[BEGIN Task inputs]
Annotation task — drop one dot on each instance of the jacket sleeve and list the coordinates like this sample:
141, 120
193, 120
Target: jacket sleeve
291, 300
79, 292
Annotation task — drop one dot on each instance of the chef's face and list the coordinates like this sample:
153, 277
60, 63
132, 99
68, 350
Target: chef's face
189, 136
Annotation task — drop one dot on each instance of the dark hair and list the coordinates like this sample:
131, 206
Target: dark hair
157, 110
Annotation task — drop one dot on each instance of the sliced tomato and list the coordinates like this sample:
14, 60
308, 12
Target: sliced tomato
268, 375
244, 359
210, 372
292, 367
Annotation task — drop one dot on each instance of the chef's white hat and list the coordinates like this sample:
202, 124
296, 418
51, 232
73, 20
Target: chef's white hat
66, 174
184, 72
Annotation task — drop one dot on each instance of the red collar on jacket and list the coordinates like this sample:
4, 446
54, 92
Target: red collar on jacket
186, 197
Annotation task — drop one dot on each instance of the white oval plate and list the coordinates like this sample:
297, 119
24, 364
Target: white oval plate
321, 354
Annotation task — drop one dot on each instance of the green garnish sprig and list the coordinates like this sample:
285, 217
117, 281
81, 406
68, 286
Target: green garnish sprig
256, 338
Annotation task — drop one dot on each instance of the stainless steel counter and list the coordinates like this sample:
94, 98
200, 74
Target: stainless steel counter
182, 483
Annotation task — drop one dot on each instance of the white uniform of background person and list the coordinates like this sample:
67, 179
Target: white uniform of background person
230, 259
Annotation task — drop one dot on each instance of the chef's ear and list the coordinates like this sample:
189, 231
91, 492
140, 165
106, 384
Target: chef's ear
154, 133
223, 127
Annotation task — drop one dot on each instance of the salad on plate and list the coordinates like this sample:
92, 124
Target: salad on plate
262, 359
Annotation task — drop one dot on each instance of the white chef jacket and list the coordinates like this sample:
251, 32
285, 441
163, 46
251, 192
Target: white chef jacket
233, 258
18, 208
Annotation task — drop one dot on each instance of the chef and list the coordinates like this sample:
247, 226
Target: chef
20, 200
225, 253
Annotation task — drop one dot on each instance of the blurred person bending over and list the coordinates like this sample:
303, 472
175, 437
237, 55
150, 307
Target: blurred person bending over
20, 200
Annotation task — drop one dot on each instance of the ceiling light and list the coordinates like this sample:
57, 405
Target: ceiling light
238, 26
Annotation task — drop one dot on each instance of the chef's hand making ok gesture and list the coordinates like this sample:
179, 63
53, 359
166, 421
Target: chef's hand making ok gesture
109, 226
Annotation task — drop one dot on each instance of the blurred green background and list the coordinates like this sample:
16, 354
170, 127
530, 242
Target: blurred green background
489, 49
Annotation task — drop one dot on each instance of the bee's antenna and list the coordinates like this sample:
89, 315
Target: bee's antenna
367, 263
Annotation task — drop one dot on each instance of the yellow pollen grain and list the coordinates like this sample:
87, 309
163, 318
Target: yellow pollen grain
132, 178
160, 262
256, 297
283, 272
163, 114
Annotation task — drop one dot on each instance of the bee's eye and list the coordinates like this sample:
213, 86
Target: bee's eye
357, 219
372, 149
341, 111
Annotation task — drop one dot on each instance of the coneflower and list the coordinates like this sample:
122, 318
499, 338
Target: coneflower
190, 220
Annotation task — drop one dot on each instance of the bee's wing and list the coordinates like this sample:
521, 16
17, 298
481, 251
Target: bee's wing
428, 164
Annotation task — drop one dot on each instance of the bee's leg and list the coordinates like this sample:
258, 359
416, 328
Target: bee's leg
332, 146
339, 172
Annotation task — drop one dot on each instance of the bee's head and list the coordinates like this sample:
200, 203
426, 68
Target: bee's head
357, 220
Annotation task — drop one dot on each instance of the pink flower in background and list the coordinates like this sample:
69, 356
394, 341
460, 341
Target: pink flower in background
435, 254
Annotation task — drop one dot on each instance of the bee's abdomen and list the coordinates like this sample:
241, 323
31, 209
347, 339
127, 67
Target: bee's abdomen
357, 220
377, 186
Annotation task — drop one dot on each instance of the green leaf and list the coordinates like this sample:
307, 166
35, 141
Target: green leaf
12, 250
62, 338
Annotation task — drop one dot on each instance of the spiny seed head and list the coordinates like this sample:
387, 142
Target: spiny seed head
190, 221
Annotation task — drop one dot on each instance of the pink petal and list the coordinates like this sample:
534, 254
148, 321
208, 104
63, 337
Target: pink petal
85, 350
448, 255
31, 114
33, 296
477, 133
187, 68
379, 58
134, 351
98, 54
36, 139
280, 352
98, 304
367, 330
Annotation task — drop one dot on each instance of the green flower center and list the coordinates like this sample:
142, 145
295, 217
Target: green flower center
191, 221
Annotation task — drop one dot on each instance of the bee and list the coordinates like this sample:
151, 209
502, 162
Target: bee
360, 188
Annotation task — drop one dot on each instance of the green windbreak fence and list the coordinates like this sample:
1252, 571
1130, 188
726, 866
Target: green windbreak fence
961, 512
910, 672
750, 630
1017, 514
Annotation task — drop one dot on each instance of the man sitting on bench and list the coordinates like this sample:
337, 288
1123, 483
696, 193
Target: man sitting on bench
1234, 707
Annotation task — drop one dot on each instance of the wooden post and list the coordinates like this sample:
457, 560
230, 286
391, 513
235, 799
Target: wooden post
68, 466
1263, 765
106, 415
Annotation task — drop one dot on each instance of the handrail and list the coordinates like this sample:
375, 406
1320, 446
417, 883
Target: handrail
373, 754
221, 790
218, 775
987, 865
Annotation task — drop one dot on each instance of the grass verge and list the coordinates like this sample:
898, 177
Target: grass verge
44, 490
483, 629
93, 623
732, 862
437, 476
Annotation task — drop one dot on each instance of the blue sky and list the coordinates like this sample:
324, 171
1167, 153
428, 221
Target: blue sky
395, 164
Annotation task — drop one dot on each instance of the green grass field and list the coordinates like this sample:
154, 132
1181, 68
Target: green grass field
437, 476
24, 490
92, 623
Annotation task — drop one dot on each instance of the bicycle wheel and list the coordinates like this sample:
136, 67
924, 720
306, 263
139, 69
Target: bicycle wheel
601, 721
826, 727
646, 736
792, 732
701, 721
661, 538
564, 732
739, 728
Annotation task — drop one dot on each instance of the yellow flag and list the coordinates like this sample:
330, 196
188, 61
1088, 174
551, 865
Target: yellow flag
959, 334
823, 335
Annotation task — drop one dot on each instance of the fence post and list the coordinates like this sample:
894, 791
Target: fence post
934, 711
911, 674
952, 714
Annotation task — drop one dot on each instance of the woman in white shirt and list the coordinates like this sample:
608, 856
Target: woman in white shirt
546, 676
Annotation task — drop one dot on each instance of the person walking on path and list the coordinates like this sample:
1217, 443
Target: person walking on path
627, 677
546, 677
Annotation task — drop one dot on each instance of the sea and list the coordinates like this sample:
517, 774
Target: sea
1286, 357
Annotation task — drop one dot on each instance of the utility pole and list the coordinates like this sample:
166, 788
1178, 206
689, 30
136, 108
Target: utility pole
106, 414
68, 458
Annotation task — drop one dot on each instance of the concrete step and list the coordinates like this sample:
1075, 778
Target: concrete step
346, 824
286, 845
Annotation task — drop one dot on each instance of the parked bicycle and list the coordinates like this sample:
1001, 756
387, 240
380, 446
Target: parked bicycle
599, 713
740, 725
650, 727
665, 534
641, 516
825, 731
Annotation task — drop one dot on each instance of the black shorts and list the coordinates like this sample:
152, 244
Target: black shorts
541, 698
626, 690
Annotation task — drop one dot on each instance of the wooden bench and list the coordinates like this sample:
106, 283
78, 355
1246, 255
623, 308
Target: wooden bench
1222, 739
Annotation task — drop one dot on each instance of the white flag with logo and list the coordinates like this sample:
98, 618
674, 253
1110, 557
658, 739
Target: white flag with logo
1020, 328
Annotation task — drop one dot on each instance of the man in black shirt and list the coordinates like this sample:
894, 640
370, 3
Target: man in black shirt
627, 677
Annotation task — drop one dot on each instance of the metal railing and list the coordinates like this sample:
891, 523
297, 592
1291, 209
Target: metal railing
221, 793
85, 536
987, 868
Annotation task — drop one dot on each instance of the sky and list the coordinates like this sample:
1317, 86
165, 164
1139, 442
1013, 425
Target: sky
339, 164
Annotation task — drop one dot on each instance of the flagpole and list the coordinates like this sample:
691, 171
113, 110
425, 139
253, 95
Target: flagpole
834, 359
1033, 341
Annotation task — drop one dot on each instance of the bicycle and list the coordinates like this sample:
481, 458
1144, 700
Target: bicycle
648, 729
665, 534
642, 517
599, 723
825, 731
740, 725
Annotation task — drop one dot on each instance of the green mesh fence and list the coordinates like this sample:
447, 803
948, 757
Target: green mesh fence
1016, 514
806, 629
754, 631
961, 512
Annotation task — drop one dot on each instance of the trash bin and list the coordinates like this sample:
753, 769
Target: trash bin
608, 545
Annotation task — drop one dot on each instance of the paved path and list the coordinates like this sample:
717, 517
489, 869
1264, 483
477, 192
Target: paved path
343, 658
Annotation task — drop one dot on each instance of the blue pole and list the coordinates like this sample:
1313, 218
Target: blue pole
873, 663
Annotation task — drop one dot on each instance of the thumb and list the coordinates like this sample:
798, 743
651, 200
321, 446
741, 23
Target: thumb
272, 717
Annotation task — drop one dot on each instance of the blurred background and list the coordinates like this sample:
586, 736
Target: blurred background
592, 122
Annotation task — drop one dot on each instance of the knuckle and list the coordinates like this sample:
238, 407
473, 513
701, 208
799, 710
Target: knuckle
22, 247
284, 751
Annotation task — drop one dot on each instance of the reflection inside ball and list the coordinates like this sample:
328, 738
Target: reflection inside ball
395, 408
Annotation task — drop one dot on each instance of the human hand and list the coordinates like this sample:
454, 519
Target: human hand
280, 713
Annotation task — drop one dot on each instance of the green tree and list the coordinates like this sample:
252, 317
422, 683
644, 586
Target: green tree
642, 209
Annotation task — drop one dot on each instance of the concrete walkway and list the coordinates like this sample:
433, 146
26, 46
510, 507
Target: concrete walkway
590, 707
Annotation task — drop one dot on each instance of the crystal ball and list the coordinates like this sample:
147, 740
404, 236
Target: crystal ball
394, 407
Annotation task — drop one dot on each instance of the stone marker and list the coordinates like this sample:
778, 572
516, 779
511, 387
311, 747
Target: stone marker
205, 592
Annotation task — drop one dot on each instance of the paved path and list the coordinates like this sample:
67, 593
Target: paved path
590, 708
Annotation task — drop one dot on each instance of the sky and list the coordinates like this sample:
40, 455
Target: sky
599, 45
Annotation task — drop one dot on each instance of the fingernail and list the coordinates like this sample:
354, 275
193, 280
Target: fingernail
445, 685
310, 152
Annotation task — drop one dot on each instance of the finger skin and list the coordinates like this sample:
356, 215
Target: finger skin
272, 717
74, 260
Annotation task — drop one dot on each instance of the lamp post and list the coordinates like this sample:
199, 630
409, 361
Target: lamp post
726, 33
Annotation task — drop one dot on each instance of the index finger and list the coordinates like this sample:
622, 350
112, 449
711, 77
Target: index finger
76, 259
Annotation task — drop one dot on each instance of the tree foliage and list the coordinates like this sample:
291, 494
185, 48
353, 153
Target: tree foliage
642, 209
[END Task inputs]
_Exercise goal:_
Copy exactly the line containing "of the fingernail" and every line after it, ending with the last line of the records above.

_Exercise output:_
Annotation task — drop one dot on each instance of the fingernail and list the coordinates like this sample:
354, 275
193, 280
Target: fingernail
445, 685
310, 152
Annotation task — drop one dot on each instance of the finger skin and list the coordinates like this sample:
356, 215
Target: finger skin
272, 717
74, 260
Annotation task — drop one dot on each instance of the lamp post and list the coordinates like this sample:
199, 630
409, 361
Target: lamp post
726, 33
Annotation task — drop one dot on each instance of the index finger and list the coordinates like this sample:
622, 350
112, 449
711, 77
Target: index finger
76, 259
Annotation task — drop one dot on each instance of the tree foliage and list the coordinates like this sample:
291, 494
185, 48
353, 153
Target: tree foliage
642, 209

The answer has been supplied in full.